Text block:
>>>
- Theatrical release poster
- Directed by: George Clooney
- Written by: Duncan Brantley Rick Reilly
- Produced by: Grant Heslov; Casey Silver;
- Starring: George Clooney; Renée Zellweger; John Krasinski; Jonathan Pryce;
- Cinematography: Newton Thomas Sigel
- Edited by: Stephen Mirrione
- Music by: Randy Newman
- Production companies: Smokehouse Pictures Casey Silver Productions Mirage Enterprises
- Distributed by: Universal Pictures
- Release date: April 4, 2008;
- Running time: 114 minutes
- Country: United States
- Language: English
- Budget: $58 million
- Box office: $41.3 million

= Leatherheads =

Leatherheads is a 2008 American sports comedy film from Universal Pictures directed by and starring George Clooney. The film also stars Renée Zellweger, Jonathan Pryce, and John Krasinski and focuses on the early years of professional American football. The film was released on April 4, 2008. It received mixed reviews from critics and grossed $41 million against its $58 million budget.
<<<
Supplied entries:
>>>
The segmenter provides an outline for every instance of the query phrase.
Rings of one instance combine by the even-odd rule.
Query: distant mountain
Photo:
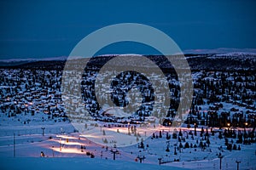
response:
[[[256,70],[256,49],[253,48],[193,49],[185,50],[183,53],[189,64],[190,69],[194,71]],[[119,54],[105,54],[97,56],[93,58],[93,60],[90,60],[89,65],[96,70],[100,69],[110,59],[116,55]],[[127,57],[127,55],[128,54],[121,54],[121,56],[124,57]],[[172,64],[163,55],[145,56],[153,60],[159,67],[167,71],[170,68],[172,68]],[[0,66],[62,70],[67,59],[67,57],[61,56],[44,59],[0,60]],[[73,57],[73,59],[74,65],[78,61],[80,62],[80,60],[80,60],[79,57]],[[121,65],[121,64],[119,63],[116,63],[116,65]]]

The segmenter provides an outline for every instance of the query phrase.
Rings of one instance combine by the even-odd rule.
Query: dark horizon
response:
[[[256,2],[247,1],[1,1],[0,60],[68,56],[85,36],[109,25],[155,27],[187,49],[256,48]],[[135,42],[103,54],[157,54]]]

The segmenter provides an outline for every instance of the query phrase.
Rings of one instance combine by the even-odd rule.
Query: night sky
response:
[[[118,23],[141,23],[185,49],[256,48],[256,1],[0,2],[0,60],[67,56],[85,36]],[[119,42],[98,54],[156,54]]]

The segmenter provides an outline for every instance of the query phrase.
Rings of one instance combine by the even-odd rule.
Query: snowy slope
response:
[[[20,170],[20,169],[37,169],[37,170],[71,170],[71,169],[155,169],[155,170],[178,170],[181,167],[166,166],[157,166],[150,164],[140,164],[137,162],[127,162],[124,161],[108,161],[90,158],[4,158],[0,161],[2,170]]]

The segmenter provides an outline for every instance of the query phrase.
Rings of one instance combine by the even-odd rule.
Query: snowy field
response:
[[[219,169],[218,153],[224,156],[222,169],[236,169],[236,161],[241,161],[240,169],[256,169],[255,144],[241,144],[241,150],[230,151],[224,146],[224,139],[219,139],[218,133],[209,138],[211,144],[206,150],[199,147],[195,149],[183,148],[180,150],[177,150],[177,155],[174,155],[174,148],[179,143],[177,139],[167,140],[166,139],[166,133],[172,134],[173,128],[161,128],[163,137],[148,138],[143,142],[145,148],[141,149],[138,148],[138,144],[123,148],[107,148],[95,144],[81,137],[79,133],[72,133],[73,128],[67,122],[60,122],[55,125],[44,124],[45,135],[43,136],[42,126],[43,124],[0,127],[1,167],[3,166],[2,167],[3,168],[1,169],[28,169],[30,167],[33,167],[32,164],[27,164],[27,162],[37,162],[35,165],[39,169],[41,167],[44,169],[46,167],[54,168],[54,163],[60,166],[61,169],[66,169],[67,166],[74,168],[86,166],[91,169],[106,169],[108,167],[108,166],[105,167],[106,163],[114,166],[114,169],[126,167],[129,167],[128,169],[140,169],[140,166],[145,169],[169,169],[171,167],[172,169],[173,167],[188,169]],[[183,136],[186,136],[186,132],[190,130],[194,132],[193,128],[190,129],[181,128]],[[191,135],[189,134],[188,139],[185,138],[187,139],[186,141],[196,144],[195,140],[200,139],[201,128],[196,128],[196,130],[197,136],[192,139]],[[14,157],[14,133],[15,133],[15,154],[16,158],[12,158]],[[169,143],[169,152],[166,150],[167,143]],[[184,143],[182,142],[182,144]],[[219,148],[220,145],[223,146],[223,149]],[[113,155],[111,150],[119,151],[116,154],[115,161],[113,161]],[[41,151],[44,153],[44,157],[40,158]],[[94,155],[94,158],[90,158],[91,154]],[[138,156],[145,156],[145,159],[142,161],[143,165],[139,165]],[[61,159],[55,159],[56,157]],[[70,157],[71,159],[64,157]],[[159,158],[161,158],[163,162],[167,162],[167,163],[158,165]],[[178,159],[179,162],[174,162],[174,159]]]

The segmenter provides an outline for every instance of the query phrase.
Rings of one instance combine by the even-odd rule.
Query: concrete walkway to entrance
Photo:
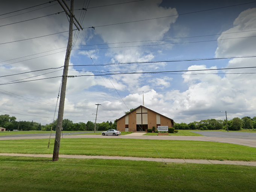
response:
[[[16,157],[52,157],[52,154],[22,154],[20,153],[0,153],[1,156],[12,156]],[[179,163],[197,164],[212,164],[236,165],[256,166],[256,162],[241,161],[219,161],[218,160],[206,160],[204,159],[179,159],[150,158],[144,157],[120,157],[119,156],[88,156],[86,155],[59,155],[59,158],[69,159],[118,159],[135,161],[155,161],[166,163]]]
[[[124,136],[142,136],[144,134],[147,133],[146,132],[135,132],[135,133],[133,133],[130,134],[125,135]]]

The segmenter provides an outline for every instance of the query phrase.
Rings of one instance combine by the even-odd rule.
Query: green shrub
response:
[[[174,132],[174,128],[168,128],[168,133],[173,133]]]

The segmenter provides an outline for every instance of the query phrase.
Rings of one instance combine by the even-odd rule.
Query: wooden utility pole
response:
[[[101,105],[100,104],[95,104],[97,106],[97,111],[96,112],[96,118],[95,118],[95,126],[94,126],[94,133],[95,133],[95,130],[96,130],[96,121],[97,120],[97,113],[98,113],[98,107],[99,105]]]
[[[20,127],[20,121],[19,121],[19,125],[18,125],[18,130],[19,130],[19,127]]]
[[[225,111],[226,112],[226,123],[227,124],[227,130],[229,132],[229,127],[227,126],[227,111]]]
[[[70,13],[69,22],[69,34],[68,35],[68,41],[67,47],[66,56],[64,63],[63,75],[62,76],[62,84],[61,91],[61,97],[59,105],[59,112],[58,113],[58,119],[56,126],[56,133],[55,140],[54,143],[54,149],[53,155],[53,161],[57,161],[59,160],[59,152],[61,143],[61,128],[62,127],[62,121],[63,120],[63,114],[64,113],[64,104],[66,95],[66,87],[67,87],[67,79],[68,71],[69,59],[70,57],[70,53],[72,48],[73,36],[73,9],[74,8],[74,0],[71,0],[70,5]]]

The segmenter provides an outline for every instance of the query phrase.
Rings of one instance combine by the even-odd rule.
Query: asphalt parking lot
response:
[[[243,133],[234,132],[191,132],[201,134],[207,137],[215,137],[220,138],[233,138],[234,139],[244,139],[256,140],[256,133]]]
[[[84,133],[94,133],[94,131],[91,132],[65,132],[62,133],[63,135],[74,135],[77,134],[83,134]],[[50,136],[50,133],[35,133],[35,134],[17,134],[17,135],[2,135],[0,136],[0,138],[14,138],[14,137],[40,137],[40,136]],[[55,137],[55,133],[52,133],[52,135],[51,137]]]

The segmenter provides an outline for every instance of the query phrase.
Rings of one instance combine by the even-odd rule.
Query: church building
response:
[[[158,126],[168,126],[173,127],[173,119],[146,107],[143,104],[133,109],[117,119],[117,129],[121,132],[145,131]]]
<<<
Required work:
#1 Name every actor credited under "Starring" in the Leatherheads film article above.
#2 Answer from the Leatherheads film article above.
(a) What is the film's running time?
(b) Who wrote the music?
(c) What period of a sport does the film focus on?
#3 Extend the Leatherheads film article by writing what follows its last sentence.

Answer list:
#1 George Clooney, Renée Zellweger, John Krasinski, Jonathan Pryce

#2
(a) 114 minutes
(b) Randy Newman
(c) The early years of professional American football

#3
==Plot==
In 1925, Jimmy "Dodge" Connelly is captain of the Duluth Bulldogs, a struggling professional American football team. With pro football on the brink of collapse, Dodge convinces Princeton University's football star, Carter "the Bullet" Rutherford, to join the Bulldogs, capitalizing on his fame as a decorated hero of the First World War. Chicago Tribune newspaper reporter Lexie Littleton has been assigned to prove Carter's war heroics are bogus, but finds herself in a love triangle with Dodge and Carter. When Carter confesses that a German platoon surrendered to him by mistake, he discovers Lexie's agenda, and that she and Dodge shared a kiss. Threats by Carter's manager convince her to publish the story.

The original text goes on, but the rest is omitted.